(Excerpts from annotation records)
++++++++

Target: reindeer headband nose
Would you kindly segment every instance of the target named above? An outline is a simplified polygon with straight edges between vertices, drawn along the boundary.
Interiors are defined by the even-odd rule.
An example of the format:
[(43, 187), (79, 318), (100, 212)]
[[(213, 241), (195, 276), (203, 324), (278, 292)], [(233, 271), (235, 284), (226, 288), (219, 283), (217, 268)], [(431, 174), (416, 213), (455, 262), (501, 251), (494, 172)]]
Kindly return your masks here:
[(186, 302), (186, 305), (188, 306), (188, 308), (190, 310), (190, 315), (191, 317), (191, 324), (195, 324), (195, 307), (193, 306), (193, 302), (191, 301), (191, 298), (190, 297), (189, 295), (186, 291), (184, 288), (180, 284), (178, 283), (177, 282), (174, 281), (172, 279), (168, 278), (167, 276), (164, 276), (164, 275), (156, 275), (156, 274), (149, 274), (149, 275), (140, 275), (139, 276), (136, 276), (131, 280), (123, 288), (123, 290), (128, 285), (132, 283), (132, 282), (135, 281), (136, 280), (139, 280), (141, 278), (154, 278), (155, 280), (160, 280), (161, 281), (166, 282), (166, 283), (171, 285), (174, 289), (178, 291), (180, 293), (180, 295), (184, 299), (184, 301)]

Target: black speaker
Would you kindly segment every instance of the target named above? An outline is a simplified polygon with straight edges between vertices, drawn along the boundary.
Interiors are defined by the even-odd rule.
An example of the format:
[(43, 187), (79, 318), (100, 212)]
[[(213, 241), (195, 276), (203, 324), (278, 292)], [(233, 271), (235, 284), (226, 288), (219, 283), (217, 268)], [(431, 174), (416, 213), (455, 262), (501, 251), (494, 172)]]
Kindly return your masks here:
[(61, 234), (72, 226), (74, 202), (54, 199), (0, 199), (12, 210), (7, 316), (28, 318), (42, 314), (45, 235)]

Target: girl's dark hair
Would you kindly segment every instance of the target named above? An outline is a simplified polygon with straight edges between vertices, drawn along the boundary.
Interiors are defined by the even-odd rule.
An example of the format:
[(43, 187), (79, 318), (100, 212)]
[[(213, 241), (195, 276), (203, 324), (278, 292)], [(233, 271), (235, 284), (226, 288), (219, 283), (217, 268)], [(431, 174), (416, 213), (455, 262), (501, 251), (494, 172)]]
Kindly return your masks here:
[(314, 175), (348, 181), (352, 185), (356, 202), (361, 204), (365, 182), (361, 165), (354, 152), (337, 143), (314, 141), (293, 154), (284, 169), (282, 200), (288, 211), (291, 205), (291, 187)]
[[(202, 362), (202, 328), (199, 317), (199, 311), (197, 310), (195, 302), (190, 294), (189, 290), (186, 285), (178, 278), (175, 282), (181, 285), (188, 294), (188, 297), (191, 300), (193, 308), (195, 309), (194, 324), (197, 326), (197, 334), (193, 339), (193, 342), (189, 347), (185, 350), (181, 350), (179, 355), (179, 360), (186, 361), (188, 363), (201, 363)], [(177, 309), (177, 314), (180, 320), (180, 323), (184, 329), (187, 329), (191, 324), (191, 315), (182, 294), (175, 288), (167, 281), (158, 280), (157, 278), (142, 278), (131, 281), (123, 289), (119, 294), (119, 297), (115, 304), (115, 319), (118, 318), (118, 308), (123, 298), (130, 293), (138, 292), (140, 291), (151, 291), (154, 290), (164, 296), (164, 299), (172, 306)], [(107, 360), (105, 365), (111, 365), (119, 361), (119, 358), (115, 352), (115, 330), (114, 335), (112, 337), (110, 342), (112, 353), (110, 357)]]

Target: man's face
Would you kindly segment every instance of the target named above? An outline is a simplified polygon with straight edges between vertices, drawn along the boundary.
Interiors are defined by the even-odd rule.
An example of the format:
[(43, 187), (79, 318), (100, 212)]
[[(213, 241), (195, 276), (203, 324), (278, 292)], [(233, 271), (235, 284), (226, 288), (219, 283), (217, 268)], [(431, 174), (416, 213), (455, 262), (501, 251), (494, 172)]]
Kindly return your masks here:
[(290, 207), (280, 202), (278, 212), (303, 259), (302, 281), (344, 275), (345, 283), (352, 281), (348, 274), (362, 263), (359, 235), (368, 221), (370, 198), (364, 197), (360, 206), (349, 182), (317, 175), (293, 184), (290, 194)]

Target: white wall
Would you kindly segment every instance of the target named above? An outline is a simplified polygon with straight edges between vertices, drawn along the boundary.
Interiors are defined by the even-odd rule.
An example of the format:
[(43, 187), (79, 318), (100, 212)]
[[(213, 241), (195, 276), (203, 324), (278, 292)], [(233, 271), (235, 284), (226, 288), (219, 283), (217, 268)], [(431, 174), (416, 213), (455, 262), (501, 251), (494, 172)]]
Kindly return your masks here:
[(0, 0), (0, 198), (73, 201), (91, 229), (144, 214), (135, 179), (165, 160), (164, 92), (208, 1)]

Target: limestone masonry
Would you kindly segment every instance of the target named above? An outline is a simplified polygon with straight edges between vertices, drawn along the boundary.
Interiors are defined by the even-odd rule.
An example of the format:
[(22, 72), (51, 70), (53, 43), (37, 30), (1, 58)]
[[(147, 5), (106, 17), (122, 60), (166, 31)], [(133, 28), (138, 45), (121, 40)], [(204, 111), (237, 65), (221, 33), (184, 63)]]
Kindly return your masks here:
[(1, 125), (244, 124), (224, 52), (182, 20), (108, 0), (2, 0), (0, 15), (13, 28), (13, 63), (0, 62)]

++++++++

* [BRIEF] Can you extract all of the data above and reproduce it word for word?

* [ANSWER TO THE EXERCISE]
Target: reindeer headband nose
Would you kindly segment every instance of the target named above? An outline is a simplified polygon with straight edges between vertices, drawn along the boundary.
Interiors are defined by the even-odd rule.
An example of the format:
[(43, 187), (79, 318), (100, 212)]
[[(213, 241), (195, 276), (203, 324), (278, 292)], [(233, 271), (235, 284), (226, 288), (219, 283), (217, 268)], [(431, 174), (416, 213), (455, 262), (501, 251), (494, 172)]]
Kindly return your masks here:
[(186, 302), (186, 305), (188, 306), (188, 308), (190, 310), (190, 315), (191, 317), (191, 324), (195, 324), (195, 307), (193, 306), (193, 302), (191, 301), (191, 298), (190, 297), (189, 295), (186, 291), (184, 288), (180, 284), (178, 283), (177, 282), (174, 281), (172, 279), (168, 278), (167, 276), (164, 276), (164, 275), (156, 275), (156, 274), (149, 274), (149, 275), (140, 275), (139, 276), (136, 276), (131, 280), (123, 288), (123, 290), (128, 285), (132, 283), (132, 282), (135, 281), (136, 280), (139, 280), (141, 278), (154, 278), (155, 280), (160, 280), (161, 281), (166, 282), (166, 283), (171, 285), (174, 289), (178, 291), (180, 293), (180, 295), (184, 299), (184, 301)]

Target: black speaker
Would you kindly segment every instance of the target named above? An outline is a simplified polygon with straight edges between vertices, drawn along the boundary.
Interiors are defined by the even-odd rule.
An example of the format:
[(43, 187), (79, 318), (100, 212)]
[[(213, 241), (195, 276), (203, 324), (278, 292)], [(233, 271), (235, 284), (226, 288), (219, 283), (217, 268)], [(431, 174), (416, 213), (455, 262), (501, 251), (494, 172)]]
Kindly return your masks here:
[(61, 234), (72, 226), (74, 202), (54, 199), (0, 199), (12, 210), (7, 316), (28, 318), (42, 314), (45, 235)]

Target: girl's dark hair
Would you kindly segment every instance of the target named above? An outline is a simplified polygon with straight edges between vertices, drawn along the boundary.
Interiors are defined by the even-odd rule.
An example of the format:
[(43, 187), (79, 318), (100, 212)]
[[(213, 241), (195, 276), (203, 324), (278, 292)], [(233, 271), (235, 284), (226, 288), (219, 283), (217, 268)], [(431, 174), (416, 213), (455, 262), (501, 251), (494, 172)]]
Kindly return your masks here:
[(314, 175), (348, 181), (352, 185), (356, 202), (361, 204), (365, 182), (361, 165), (354, 152), (337, 143), (314, 141), (293, 154), (284, 169), (282, 200), (288, 211), (291, 205), (291, 187)]
[[(202, 362), (202, 328), (199, 317), (199, 311), (197, 310), (195, 302), (190, 294), (189, 290), (186, 285), (178, 278), (175, 282), (181, 285), (188, 294), (188, 297), (191, 300), (193, 308), (195, 309), (194, 324), (197, 326), (197, 334), (193, 339), (193, 342), (189, 347), (185, 350), (181, 350), (179, 355), (179, 360), (186, 361), (188, 363), (201, 363)], [(177, 309), (177, 314), (180, 320), (180, 323), (184, 329), (187, 329), (191, 324), (191, 315), (182, 294), (175, 288), (167, 281), (158, 280), (157, 278), (142, 278), (131, 281), (123, 289), (119, 294), (119, 297), (115, 304), (115, 319), (118, 318), (118, 308), (123, 298), (130, 293), (138, 292), (140, 291), (151, 291), (154, 290), (164, 296), (164, 299), (172, 306)], [(107, 360), (105, 365), (111, 365), (119, 361), (119, 358), (115, 352), (115, 330), (114, 335), (112, 337), (110, 342), (112, 353), (110, 357)]]

Target: man's face
Would you kindly segment every instance of the target named above? An outline is a simplified polygon with straight edges between vertices, drawn along the boundary.
Interiors are defined by the even-odd rule.
An example of the format:
[(43, 187), (79, 318), (100, 212)]
[[(213, 241), (195, 276), (203, 324), (278, 292)], [(233, 271), (235, 284), (226, 288), (219, 283), (217, 268)], [(431, 174), (416, 213), (455, 262), (501, 251), (494, 172)]]
Kindly return your masks here:
[(290, 207), (280, 202), (278, 212), (303, 259), (302, 281), (344, 275), (345, 283), (352, 281), (348, 274), (362, 263), (359, 235), (368, 221), (370, 198), (364, 197), (360, 206), (349, 182), (317, 175), (293, 184), (290, 194)]

Target: white wall
Would you kindly segment every instance of the target named above? An outline is a simplified polygon with straight edges between vertices, drawn along the boundary.
Interiors are defined by the even-odd rule.
An example of the format:
[(43, 187), (79, 318), (100, 212)]
[[(213, 241), (195, 276), (203, 324), (278, 292)], [(233, 271), (235, 284), (226, 288), (219, 283), (217, 268)], [(431, 174), (416, 213), (455, 262), (501, 251), (494, 172)]]
Kindly return your masks here:
[(0, 0), (0, 198), (73, 201), (91, 229), (144, 214), (135, 179), (165, 160), (164, 92), (208, 1)]

Target: limestone masonry
Would you kindly segment every instance of the target named above? An outline is a simplified polygon with straight edges between vertices, drawn along the boundary.
Interiors are defined by the even-odd rule.
An example of the format:
[(22, 72), (51, 70), (53, 43), (37, 30), (1, 58)]
[[(147, 5), (106, 17), (122, 60), (166, 31)], [(133, 28), (138, 45), (121, 40)], [(204, 111), (237, 65), (221, 33), (184, 63)]]
Kindly return your masks here:
[(1, 125), (244, 124), (224, 52), (182, 20), (108, 0), (2, 0), (0, 15), (13, 28), (13, 63), (0, 62)]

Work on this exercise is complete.